* start Records for this task *

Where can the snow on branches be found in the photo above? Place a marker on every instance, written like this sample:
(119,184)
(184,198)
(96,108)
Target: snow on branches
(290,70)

* end Records for this task *

_The problem_
Please rewrite the rows above with every "branches" changed to "twigs" and everything else left as it is.

_Solution to this problem_
Where can the snow on twigs be found in the photo above? Place a marker on every instance, written like this sample:
(119,184)
(184,198)
(96,108)
Target: snow on twigs
(290,70)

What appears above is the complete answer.